## EXERCISE
Reproduce exactly, and only, the lines below from the one containing "Target: apartment building" through the one containing "Target: concrete wall".

## SUPPLIED RECORDS
*** Begin section ***
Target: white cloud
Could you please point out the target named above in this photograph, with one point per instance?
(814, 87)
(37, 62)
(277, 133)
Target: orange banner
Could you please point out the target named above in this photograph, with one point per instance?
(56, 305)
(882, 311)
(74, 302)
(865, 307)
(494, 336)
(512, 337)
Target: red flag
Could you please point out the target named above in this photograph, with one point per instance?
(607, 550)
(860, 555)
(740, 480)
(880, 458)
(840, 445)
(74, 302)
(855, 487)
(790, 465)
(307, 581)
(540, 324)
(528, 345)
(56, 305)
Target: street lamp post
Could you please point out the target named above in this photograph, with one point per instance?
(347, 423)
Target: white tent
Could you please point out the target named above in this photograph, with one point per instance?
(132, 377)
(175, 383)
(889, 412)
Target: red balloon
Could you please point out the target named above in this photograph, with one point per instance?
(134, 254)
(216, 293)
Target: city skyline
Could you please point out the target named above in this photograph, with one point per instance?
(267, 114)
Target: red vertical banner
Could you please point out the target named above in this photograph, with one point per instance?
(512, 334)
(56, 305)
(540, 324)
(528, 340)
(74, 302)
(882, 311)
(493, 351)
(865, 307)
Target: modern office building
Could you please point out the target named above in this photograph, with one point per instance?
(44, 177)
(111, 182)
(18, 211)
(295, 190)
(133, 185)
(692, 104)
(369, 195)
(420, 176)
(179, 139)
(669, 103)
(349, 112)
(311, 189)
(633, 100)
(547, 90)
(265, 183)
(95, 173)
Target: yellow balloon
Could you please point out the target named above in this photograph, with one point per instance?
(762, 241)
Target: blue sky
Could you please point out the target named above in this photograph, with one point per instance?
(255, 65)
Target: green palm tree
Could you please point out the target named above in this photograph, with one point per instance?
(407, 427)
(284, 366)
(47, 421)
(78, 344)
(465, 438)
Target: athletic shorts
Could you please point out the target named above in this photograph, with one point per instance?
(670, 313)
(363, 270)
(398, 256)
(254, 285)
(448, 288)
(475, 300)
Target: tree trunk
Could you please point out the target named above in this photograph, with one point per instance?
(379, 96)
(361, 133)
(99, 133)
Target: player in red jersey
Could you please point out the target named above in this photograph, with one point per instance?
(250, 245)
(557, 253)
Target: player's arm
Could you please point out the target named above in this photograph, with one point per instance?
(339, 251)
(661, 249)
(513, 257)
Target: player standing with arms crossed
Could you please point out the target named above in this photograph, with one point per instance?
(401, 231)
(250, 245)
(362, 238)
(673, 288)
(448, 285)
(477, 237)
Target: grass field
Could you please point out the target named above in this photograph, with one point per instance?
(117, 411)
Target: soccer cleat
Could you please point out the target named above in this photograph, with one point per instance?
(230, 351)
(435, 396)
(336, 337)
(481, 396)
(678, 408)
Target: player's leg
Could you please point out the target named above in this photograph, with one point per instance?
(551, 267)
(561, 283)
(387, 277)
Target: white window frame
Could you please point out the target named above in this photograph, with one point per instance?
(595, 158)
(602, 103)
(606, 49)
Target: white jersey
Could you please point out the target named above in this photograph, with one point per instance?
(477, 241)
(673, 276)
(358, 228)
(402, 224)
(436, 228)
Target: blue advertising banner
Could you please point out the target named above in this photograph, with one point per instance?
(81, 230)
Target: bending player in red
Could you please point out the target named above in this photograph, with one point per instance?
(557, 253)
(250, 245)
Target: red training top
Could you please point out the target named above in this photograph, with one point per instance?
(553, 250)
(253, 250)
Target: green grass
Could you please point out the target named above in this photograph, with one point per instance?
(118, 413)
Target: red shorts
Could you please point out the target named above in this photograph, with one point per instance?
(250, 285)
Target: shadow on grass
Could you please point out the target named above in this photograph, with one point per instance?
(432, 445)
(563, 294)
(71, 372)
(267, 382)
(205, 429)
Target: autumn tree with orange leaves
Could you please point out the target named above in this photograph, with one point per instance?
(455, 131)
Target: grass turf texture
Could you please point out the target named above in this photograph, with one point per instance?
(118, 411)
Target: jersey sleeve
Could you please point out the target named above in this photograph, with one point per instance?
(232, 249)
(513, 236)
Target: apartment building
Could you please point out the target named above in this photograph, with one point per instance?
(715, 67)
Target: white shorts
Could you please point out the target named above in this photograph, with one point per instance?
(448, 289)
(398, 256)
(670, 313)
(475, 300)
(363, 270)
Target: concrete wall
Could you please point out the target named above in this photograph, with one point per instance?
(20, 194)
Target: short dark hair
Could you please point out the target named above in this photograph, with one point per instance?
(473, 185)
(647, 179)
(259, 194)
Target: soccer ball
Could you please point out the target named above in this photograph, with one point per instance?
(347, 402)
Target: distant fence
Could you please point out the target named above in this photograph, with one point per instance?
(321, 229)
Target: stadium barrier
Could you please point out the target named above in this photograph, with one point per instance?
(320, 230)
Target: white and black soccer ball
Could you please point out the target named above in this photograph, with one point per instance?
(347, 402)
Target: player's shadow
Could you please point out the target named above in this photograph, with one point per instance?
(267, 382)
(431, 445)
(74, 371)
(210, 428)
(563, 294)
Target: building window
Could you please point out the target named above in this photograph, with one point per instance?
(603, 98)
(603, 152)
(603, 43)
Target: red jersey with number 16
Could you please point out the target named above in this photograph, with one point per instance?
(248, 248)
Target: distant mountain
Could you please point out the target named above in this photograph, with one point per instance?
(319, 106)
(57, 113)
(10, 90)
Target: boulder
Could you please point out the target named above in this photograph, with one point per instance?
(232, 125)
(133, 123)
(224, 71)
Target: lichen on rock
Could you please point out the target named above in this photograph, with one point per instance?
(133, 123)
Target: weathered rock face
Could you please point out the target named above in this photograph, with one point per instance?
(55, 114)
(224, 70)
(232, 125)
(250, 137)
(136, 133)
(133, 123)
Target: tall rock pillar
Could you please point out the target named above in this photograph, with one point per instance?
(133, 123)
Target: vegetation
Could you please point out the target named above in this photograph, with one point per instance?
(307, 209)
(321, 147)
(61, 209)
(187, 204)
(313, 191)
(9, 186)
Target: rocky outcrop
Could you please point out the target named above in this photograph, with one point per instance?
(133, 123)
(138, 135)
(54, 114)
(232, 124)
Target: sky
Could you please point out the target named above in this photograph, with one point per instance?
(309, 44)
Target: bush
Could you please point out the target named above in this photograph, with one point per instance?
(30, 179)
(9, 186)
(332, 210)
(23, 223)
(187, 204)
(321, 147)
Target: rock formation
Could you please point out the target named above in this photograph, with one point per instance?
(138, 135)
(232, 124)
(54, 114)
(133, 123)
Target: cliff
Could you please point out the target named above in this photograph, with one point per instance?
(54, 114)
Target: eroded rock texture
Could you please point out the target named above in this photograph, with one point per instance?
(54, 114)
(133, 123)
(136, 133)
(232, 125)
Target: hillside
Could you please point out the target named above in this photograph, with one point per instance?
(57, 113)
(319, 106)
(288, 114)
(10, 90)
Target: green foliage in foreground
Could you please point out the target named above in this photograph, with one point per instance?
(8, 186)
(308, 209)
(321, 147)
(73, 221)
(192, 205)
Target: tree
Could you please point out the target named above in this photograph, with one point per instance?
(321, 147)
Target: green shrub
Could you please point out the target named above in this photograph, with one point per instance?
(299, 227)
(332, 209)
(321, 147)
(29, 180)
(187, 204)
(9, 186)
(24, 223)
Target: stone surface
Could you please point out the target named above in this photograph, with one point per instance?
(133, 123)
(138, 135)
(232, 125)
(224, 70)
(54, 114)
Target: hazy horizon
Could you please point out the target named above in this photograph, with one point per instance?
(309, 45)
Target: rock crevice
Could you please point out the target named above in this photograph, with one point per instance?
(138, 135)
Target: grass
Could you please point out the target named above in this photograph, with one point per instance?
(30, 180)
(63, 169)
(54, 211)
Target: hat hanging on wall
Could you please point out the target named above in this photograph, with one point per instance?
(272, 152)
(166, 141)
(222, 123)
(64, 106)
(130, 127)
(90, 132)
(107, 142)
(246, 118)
*** End section ***
## TASK ANSWER
Target: apartment building
Could you please point out the target named above in this photograph, with one point per instance?
(715, 67)
Target: white shorts
Could you please point out the target named above in this photograph, with one point per instance?
(448, 289)
(398, 256)
(670, 313)
(475, 300)
(363, 270)
Target: concrete wall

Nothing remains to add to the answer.